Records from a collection

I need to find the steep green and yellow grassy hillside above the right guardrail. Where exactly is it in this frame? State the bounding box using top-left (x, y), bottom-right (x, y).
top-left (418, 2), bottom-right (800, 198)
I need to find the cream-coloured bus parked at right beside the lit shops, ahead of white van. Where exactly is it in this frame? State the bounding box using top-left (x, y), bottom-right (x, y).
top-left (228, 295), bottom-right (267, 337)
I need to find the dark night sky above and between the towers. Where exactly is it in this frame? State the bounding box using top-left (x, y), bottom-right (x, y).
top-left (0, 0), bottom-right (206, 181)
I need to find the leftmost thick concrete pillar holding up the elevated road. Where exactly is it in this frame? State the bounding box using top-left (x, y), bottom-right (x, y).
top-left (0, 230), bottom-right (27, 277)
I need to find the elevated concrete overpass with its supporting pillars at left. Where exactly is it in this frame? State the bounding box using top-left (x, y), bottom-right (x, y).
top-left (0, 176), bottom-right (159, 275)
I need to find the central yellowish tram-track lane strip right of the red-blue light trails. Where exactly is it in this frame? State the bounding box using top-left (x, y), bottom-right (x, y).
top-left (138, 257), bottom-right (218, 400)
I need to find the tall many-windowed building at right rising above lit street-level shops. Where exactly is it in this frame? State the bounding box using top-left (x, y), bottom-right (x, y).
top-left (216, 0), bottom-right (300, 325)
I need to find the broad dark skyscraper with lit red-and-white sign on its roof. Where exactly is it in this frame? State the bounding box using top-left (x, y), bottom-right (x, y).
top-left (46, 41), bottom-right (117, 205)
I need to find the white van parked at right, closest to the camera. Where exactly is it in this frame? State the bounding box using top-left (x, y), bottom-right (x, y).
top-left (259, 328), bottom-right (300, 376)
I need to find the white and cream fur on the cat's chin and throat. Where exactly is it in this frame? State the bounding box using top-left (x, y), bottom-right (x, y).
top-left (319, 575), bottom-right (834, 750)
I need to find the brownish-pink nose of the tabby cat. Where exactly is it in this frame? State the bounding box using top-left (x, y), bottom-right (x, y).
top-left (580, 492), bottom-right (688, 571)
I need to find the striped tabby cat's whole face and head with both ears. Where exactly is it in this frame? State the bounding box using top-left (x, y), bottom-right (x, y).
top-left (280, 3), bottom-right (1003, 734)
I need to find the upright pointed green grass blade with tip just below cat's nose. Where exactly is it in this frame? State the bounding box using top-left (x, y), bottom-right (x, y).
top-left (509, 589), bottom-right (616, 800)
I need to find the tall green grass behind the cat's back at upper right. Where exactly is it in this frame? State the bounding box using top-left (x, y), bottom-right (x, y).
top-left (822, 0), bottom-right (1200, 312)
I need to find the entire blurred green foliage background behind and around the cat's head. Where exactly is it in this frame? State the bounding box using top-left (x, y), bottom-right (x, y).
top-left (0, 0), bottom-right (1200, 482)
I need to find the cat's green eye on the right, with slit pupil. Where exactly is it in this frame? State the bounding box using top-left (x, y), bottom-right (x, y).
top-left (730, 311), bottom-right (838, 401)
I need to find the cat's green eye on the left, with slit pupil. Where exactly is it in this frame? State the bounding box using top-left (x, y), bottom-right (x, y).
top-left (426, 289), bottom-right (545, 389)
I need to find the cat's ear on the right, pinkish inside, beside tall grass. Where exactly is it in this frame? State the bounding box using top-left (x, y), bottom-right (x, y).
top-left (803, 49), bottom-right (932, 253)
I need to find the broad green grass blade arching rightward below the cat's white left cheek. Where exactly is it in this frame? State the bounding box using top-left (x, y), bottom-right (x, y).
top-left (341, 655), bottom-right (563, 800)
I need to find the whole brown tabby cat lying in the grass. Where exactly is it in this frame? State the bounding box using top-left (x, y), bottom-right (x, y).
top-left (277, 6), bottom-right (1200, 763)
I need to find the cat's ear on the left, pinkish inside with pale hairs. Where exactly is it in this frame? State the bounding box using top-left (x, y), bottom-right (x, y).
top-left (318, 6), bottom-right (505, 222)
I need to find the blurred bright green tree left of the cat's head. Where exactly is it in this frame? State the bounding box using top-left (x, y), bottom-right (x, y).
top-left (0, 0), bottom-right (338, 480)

What the exercise asks
Repeat the data word for word.

Problem solution
I need to find the steep green and yellow grassy hillside above the right guardrail. Where exactly is it in this frame? State the bounding box using top-left (x, y), bottom-right (x, y).
top-left (418, 2), bottom-right (800, 198)
I need to find the cream-coloured bus parked at right beside the lit shops, ahead of white van. Where exactly is it in this frame? State the bounding box using top-left (x, y), bottom-right (x, y).
top-left (228, 295), bottom-right (267, 337)
I need to find the dark night sky above and between the towers. Where exactly is it in this frame? State the bounding box using top-left (x, y), bottom-right (x, y).
top-left (0, 0), bottom-right (206, 181)
I need to find the leftmost thick concrete pillar holding up the elevated road. Where exactly is it in this frame? State the bounding box using top-left (x, y), bottom-right (x, y).
top-left (0, 230), bottom-right (27, 277)
I need to find the elevated concrete overpass with its supporting pillars at left. Where exactly is it in this frame? State the bounding box using top-left (x, y), bottom-right (x, y).
top-left (0, 176), bottom-right (159, 275)
I need to find the central yellowish tram-track lane strip right of the red-blue light trails. Where exactly is it in this frame? State the bounding box using top-left (x, y), bottom-right (x, y).
top-left (138, 257), bottom-right (218, 400)
I need to find the tall many-windowed building at right rising above lit street-level shops. Where exactly is it in this frame? State the bounding box using top-left (x, y), bottom-right (x, y).
top-left (216, 0), bottom-right (300, 325)
I need to find the broad dark skyscraper with lit red-and-white sign on its roof. Where exactly is it in this frame? State the bounding box using top-left (x, y), bottom-right (x, y).
top-left (46, 41), bottom-right (117, 205)
I need to find the white van parked at right, closest to the camera. Where exactly is it in this frame? State the bounding box using top-left (x, y), bottom-right (x, y).
top-left (259, 328), bottom-right (300, 376)
I need to find the white and cream fur on the cat's chin and throat. Where exactly is it in this frame? State the bounding box using top-left (x, y), bottom-right (x, y).
top-left (319, 575), bottom-right (834, 750)
I need to find the brownish-pink nose of the tabby cat. Where exactly is it in this frame? State the bounding box using top-left (x, y), bottom-right (x, y).
top-left (580, 492), bottom-right (688, 571)
I need to find the striped tabby cat's whole face and head with both ears. Where exactly is it in this frame? State the bounding box using top-left (x, y), bottom-right (x, y).
top-left (280, 3), bottom-right (1003, 734)
I need to find the upright pointed green grass blade with tip just below cat's nose. Where exactly is it in this frame? State the bounding box using top-left (x, y), bottom-right (x, y).
top-left (509, 589), bottom-right (616, 800)
I need to find the tall green grass behind the cat's back at upper right. Where exactly is it in this frame? State the bounding box using top-left (x, y), bottom-right (x, y).
top-left (822, 0), bottom-right (1200, 312)
I need to find the entire blurred green foliage background behind and around the cat's head. Where exactly is it in this frame? State the bounding box using top-left (x, y), bottom-right (x, y).
top-left (0, 0), bottom-right (1200, 482)
I need to find the cat's green eye on the right, with slit pupil. Where exactly is it in this frame? State the bounding box using top-left (x, y), bottom-right (x, y).
top-left (730, 311), bottom-right (838, 401)
I need to find the cat's green eye on the left, with slit pupil. Where exactly is it in this frame? State the bounding box using top-left (x, y), bottom-right (x, y).
top-left (426, 289), bottom-right (545, 389)
I need to find the cat's ear on the right, pinkish inside, beside tall grass. Where exactly is it in this frame? State the bounding box using top-left (x, y), bottom-right (x, y).
top-left (803, 49), bottom-right (932, 253)
I need to find the broad green grass blade arching rightward below the cat's white left cheek. Where exactly is it in this frame? State the bounding box using top-left (x, y), bottom-right (x, y).
top-left (341, 655), bottom-right (563, 800)
I need to find the whole brown tabby cat lying in the grass. Where exactly is it in this frame? State the bounding box using top-left (x, y), bottom-right (x, y).
top-left (277, 6), bottom-right (1200, 763)
I need to find the cat's ear on the left, pinkish inside with pale hairs. Where exactly is it in this frame? State the bounding box using top-left (x, y), bottom-right (x, y).
top-left (318, 6), bottom-right (505, 222)
I need to find the blurred bright green tree left of the cat's head. Where exactly is it in this frame? State the bounding box using top-left (x, y), bottom-right (x, y).
top-left (0, 0), bottom-right (338, 480)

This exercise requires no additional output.